2024年9月3日

ビジネスストラテジー

新時代の消費動向:トキ消費とマーケティングへの影響

Kazuyuki Yoshizawa

トキ消費を整理する

「トキ消費」とは、その時その場でしか味わえない独特な体験や盛り上がりを重視する新しい消費スタイルです。博報堂生活総合研究所が2017年に提唱したこの概念は、消費者行動の歴史的な変遷に根差しています。

時代背景と顧客体験の変化

  • 1970〜80年代(モノ消費):この時期は物質的所有を重視する時代でした。消費者は新しく、珍しいモノを持つことに価値を見出し、それが社会的ステータスの象徴とされていました。

 

  • 1990年代(コト消費):時代が変わり、モノが豊富になると、消費者の関心は物質的所有から心に残る体験へと移り変わりました。この時代は、新しいコト、珍しいコトの体験が価値とされ、体験型の消費が活性化しました。

 

  • 2010年代(トキ消費):さらに進化した消費者の関心は、特定の時と場所における体験に集中しました。この時代の始まりは、ソーシャルメディアの浸透と関連しています。人々は、その瞬間にしか体験できないイベントや活動に魅力を感じ、非再現性、参加性、貢献性という3つの要素を重視するようになりました。この変化は、デジタル化の進展と相まって、人々がリアルな体験や共有体験をより求めるようになった結果です。

 

トキ消費は、単なる物質的所有や単独の体験を超え、特定の時間と場所で共有される集合的な経験を価値として捉えています。これは、現代の消費者が求める「その瞬間にしか味わえない非常に個人的でありながらも共有される体験」という新しい顧客体験への移行を示しています

トキ消費の事例

1. オンラインイベント

  • 背景:コロナ禍は多くのイベントや活動をオンラインへと移行させました。これにより、オンラインライブやセミナー、会議などが新たな注目を集めました。

 

  • 特徴:オンラインイベントはアクセスの容易さが最大の特徴です。地理的な制約がなくなることで、より多くの人々が参加可能になりました。

 

  • 影響:コロナ禍を機に、イベント主催者はオンライン化による新たな可能性を発見しました。参加者は自宅からでも、その時その場での体験を楽しめるようになり、参加の敷居が大きく下がりました​​。

 

2. 体験型サービス

  • 具体例:あるアパレルメーカーは、子供向けに「一人での服選び体験」サービスを提供しました。

 

  • 目的:このサービスは、子供たちにファッションにおける独立性と自己表現の重要性を教えることを目的としています。
----------
### 課題
提示本文のうち、「時代背景と顧客体験の変化」を含む語句で始まり「験型の消費が活性化しました。」で終わる部分を、一字も変えずに打ち直してもらえますか?
----------
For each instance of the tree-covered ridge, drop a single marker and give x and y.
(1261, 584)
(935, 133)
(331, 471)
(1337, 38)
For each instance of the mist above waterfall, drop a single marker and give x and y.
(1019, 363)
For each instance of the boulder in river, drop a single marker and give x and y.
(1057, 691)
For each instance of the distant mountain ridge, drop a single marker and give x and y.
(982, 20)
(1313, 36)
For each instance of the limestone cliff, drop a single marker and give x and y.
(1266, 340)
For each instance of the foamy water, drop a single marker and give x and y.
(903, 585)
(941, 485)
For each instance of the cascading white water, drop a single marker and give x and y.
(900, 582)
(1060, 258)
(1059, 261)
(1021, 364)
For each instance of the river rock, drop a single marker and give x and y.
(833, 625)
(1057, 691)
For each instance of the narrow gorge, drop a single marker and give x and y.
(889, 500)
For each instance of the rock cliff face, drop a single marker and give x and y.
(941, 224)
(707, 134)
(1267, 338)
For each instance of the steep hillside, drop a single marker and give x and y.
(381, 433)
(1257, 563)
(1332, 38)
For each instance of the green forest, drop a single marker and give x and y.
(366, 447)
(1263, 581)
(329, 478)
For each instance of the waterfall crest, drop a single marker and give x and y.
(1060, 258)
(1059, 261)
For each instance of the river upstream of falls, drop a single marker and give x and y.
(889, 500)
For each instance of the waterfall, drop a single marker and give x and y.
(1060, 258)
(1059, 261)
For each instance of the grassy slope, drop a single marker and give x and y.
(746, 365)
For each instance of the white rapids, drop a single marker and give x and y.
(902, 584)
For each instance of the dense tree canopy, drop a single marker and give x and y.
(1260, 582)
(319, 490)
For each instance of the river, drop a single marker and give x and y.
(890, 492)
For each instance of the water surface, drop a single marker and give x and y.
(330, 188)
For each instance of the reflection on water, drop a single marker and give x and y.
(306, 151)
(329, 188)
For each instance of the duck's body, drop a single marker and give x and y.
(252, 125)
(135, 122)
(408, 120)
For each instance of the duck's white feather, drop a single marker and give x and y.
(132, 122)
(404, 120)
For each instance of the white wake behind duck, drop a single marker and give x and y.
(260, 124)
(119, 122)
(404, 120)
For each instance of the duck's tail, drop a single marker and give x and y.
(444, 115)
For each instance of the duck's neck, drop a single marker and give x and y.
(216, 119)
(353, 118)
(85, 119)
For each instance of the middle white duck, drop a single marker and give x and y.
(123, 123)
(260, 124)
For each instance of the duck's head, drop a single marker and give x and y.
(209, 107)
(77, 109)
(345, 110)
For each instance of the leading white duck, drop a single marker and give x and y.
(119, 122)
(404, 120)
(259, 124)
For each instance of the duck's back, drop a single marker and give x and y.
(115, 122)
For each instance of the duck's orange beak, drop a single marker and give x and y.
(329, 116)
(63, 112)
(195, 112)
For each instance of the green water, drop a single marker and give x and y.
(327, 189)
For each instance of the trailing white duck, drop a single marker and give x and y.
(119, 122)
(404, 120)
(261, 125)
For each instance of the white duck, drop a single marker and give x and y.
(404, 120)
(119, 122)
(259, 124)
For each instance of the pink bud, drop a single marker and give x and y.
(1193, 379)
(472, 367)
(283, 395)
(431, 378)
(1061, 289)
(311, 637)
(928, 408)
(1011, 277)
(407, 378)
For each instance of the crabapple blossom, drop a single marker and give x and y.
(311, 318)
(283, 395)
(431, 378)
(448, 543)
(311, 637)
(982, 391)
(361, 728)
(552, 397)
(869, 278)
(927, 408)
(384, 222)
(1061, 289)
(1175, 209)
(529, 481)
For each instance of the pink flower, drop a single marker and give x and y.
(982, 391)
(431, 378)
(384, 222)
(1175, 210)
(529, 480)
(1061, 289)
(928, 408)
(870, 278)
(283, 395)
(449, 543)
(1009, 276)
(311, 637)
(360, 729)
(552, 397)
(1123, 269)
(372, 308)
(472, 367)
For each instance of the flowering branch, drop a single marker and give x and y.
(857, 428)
----------
### 出力結果
時代背景と顧客体験の変化

  • 1970〜80年代(モノ消費):この時期は物質的所有を重視する時代でした。消費者は新しく、珍しいモノを持つことに価値を見出し、それが社会的ステータスの象徴とされていました。

 

  • 1990年代(コト消費):時代が変わり、モノが豊富になると、消費者の関心は物質的所有から心に残る体験へと移り変わりました。この時代は、新しいコト、珍しいコトの体験が価値とされ、体験型の消費が活性化しました。